» **Entries supplied**:
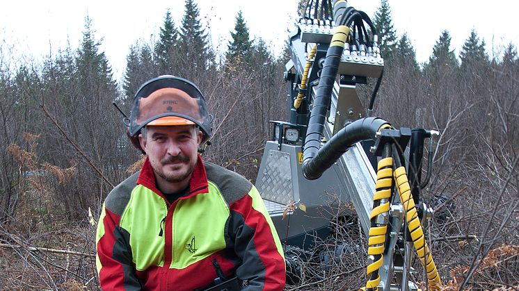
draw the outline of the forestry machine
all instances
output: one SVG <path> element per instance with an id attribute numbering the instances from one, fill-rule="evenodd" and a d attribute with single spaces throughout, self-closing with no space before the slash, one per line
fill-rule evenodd
<path id="1" fill-rule="evenodd" d="M 360 224 L 368 244 L 361 289 L 418 290 L 410 280 L 415 251 L 427 288 L 441 286 L 422 230 L 433 211 L 420 197 L 429 180 L 421 175 L 424 144 L 430 155 L 438 133 L 395 128 L 371 116 L 384 68 L 377 39 L 366 13 L 344 0 L 308 0 L 289 34 L 289 121 L 271 122 L 255 182 L 284 244 L 288 282 L 316 256 L 324 266 L 361 249 L 347 241 L 323 243 L 338 228 Z M 357 85 L 368 78 L 376 81 L 365 110 Z M 345 205 L 354 210 L 342 210 Z M 319 244 L 328 249 L 316 255 Z"/>

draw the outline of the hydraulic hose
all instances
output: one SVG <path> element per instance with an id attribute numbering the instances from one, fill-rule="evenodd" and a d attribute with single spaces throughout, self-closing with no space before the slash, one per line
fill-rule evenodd
<path id="1" fill-rule="evenodd" d="M 378 215 L 388 213 L 390 210 L 390 199 L 393 185 L 393 159 L 391 157 L 381 159 L 377 166 L 376 183 L 375 194 L 373 196 L 373 210 L 369 216 L 371 226 L 369 228 L 367 255 L 372 258 L 367 266 L 368 281 L 366 283 L 366 290 L 378 290 L 381 277 L 378 269 L 383 263 L 384 244 L 385 233 L 388 231 L 388 222 L 383 219 L 378 221 Z"/>
<path id="2" fill-rule="evenodd" d="M 313 63 L 312 59 L 314 58 L 314 56 L 315 55 L 316 51 L 317 51 L 317 44 L 314 44 L 314 47 L 312 48 L 310 53 L 308 53 L 308 58 L 306 60 L 305 71 L 303 72 L 303 78 L 301 79 L 301 91 L 300 91 L 299 93 L 297 94 L 297 98 L 296 99 L 296 100 L 294 101 L 294 107 L 296 109 L 299 108 L 299 106 L 301 106 L 303 98 L 305 97 L 305 90 L 306 89 L 306 82 L 308 78 L 308 71 L 310 71 L 310 67 L 312 66 L 312 63 Z"/>
<path id="3" fill-rule="evenodd" d="M 312 113 L 308 120 L 308 127 L 305 138 L 305 149 L 303 151 L 303 169 L 304 165 L 316 156 L 321 147 L 321 138 L 324 129 L 324 122 L 326 119 L 326 111 L 328 111 L 330 104 L 333 84 L 344 48 L 344 42 L 349 33 L 349 27 L 345 26 L 337 26 L 335 33 L 332 37 L 330 47 L 326 51 L 326 57 L 323 65 L 323 69 L 321 72 L 321 78 L 314 100 Z M 313 167 L 312 167 L 312 170 L 310 172 L 313 172 Z M 303 173 L 305 173 L 304 169 Z M 305 174 L 305 176 L 310 180 L 317 178 L 320 176 L 320 174 L 317 176 Z"/>
<path id="4" fill-rule="evenodd" d="M 312 113 L 314 113 L 314 110 Z M 309 132 L 311 130 L 314 132 L 324 127 L 322 124 L 315 124 L 311 122 L 310 117 L 310 122 L 308 123 Z M 386 121 L 378 117 L 367 117 L 356 120 L 339 131 L 321 149 L 321 135 L 319 135 L 317 138 L 313 138 L 314 140 L 309 140 L 311 133 L 307 133 L 305 149 L 303 151 L 303 174 L 309 180 L 318 178 L 346 152 L 348 148 L 356 142 L 374 139 L 376 133 L 388 126 L 390 125 Z"/>
<path id="5" fill-rule="evenodd" d="M 415 201 L 411 195 L 410 187 L 406 174 L 406 168 L 399 167 L 394 171 L 394 179 L 397 181 L 397 189 L 400 196 L 400 201 L 406 211 L 406 221 L 413 239 L 413 244 L 418 254 L 427 274 L 427 281 L 432 290 L 440 290 L 442 282 L 440 280 L 436 265 L 429 251 L 427 243 L 424 238 L 420 218 L 415 208 Z"/>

» **Given task**:
Omit the pictures, and quote the material above exactly as given.

» **Result for this exercise**:
draw the outline of the forestry machine
all instances
output: one SVG <path> element per instance with an id attribute numbering the instances from one, fill-rule="evenodd" and a d attribute with single spaces throughout, self-closing with no space before the slash, one per line
fill-rule evenodd
<path id="1" fill-rule="evenodd" d="M 360 224 L 368 244 L 361 289 L 418 290 L 410 280 L 415 251 L 427 288 L 441 286 L 422 230 L 433 211 L 420 197 L 429 180 L 421 175 L 424 144 L 430 155 L 438 133 L 395 128 L 371 116 L 384 68 L 377 39 L 366 13 L 344 0 L 308 0 L 289 34 L 289 121 L 271 122 L 255 182 L 284 244 L 288 282 L 316 256 L 324 266 L 361 249 L 347 241 L 323 243 L 338 228 Z M 357 85 L 368 78 L 376 81 L 365 110 Z M 345 205 L 354 210 L 342 210 Z M 319 244 L 328 249 L 316 255 Z"/>

draw the outline of the hydraulic hose
all instances
output: one SVG <path> element per instance with an id attribute numbering the instances from one, fill-rule="evenodd" and a d attribute with single spaces throughout, self-closing with no space before the slash, one per line
fill-rule evenodd
<path id="1" fill-rule="evenodd" d="M 378 215 L 388 213 L 390 210 L 390 199 L 393 185 L 393 159 L 391 157 L 381 159 L 377 166 L 376 183 L 375 194 L 373 196 L 373 210 L 369 216 L 371 226 L 369 228 L 367 255 L 372 258 L 367 266 L 368 281 L 366 283 L 366 290 L 378 290 L 381 277 L 378 269 L 383 263 L 384 244 L 385 233 L 388 231 L 388 222 L 383 219 L 378 221 Z"/>
<path id="2" fill-rule="evenodd" d="M 313 63 L 312 59 L 314 58 L 314 56 L 315 55 L 316 51 L 317 51 L 317 44 L 314 44 L 314 47 L 312 48 L 310 53 L 308 53 L 308 58 L 306 60 L 305 71 L 303 72 L 303 78 L 301 79 L 301 91 L 300 91 L 299 93 L 297 94 L 297 98 L 296 99 L 296 100 L 294 101 L 294 107 L 296 109 L 299 108 L 299 106 L 301 106 L 303 98 L 305 97 L 305 90 L 306 89 L 306 82 L 308 78 L 308 71 L 310 71 L 310 67 L 312 66 L 312 63 Z"/>
<path id="3" fill-rule="evenodd" d="M 312 113 L 308 120 L 308 127 L 305 138 L 305 149 L 303 151 L 303 169 L 304 165 L 316 156 L 321 147 L 321 138 L 324 129 L 324 122 L 326 119 L 326 111 L 328 111 L 330 104 L 333 84 L 344 48 L 344 42 L 349 33 L 349 27 L 345 26 L 337 26 L 335 33 L 332 37 L 330 47 L 326 51 L 326 57 L 323 65 L 323 69 L 321 72 L 321 78 L 314 100 Z M 313 167 L 312 167 L 312 170 L 310 172 L 313 172 Z M 303 173 L 305 173 L 304 169 Z M 305 174 L 305 176 L 310 180 L 317 178 L 320 176 L 320 174 L 317 176 Z"/>
<path id="4" fill-rule="evenodd" d="M 312 113 L 314 113 L 314 110 Z M 309 132 L 311 130 L 314 132 L 324 127 L 322 124 L 315 124 L 311 122 L 310 117 L 310 122 L 308 123 Z M 386 121 L 378 117 L 367 117 L 356 120 L 339 131 L 321 149 L 321 135 L 319 135 L 317 138 L 313 138 L 314 140 L 309 140 L 311 133 L 307 133 L 305 149 L 303 151 L 303 174 L 309 180 L 318 178 L 346 152 L 348 148 L 356 142 L 374 139 L 376 133 L 388 126 L 390 125 Z"/>
<path id="5" fill-rule="evenodd" d="M 415 201 L 411 195 L 410 187 L 406 174 L 406 168 L 399 167 L 394 171 L 394 179 L 397 181 L 397 189 L 400 196 L 400 201 L 406 211 L 406 221 L 413 239 L 413 244 L 418 254 L 427 274 L 427 281 L 432 290 L 440 290 L 442 282 L 440 280 L 436 265 L 429 251 L 427 243 L 424 238 L 420 218 L 415 208 Z"/>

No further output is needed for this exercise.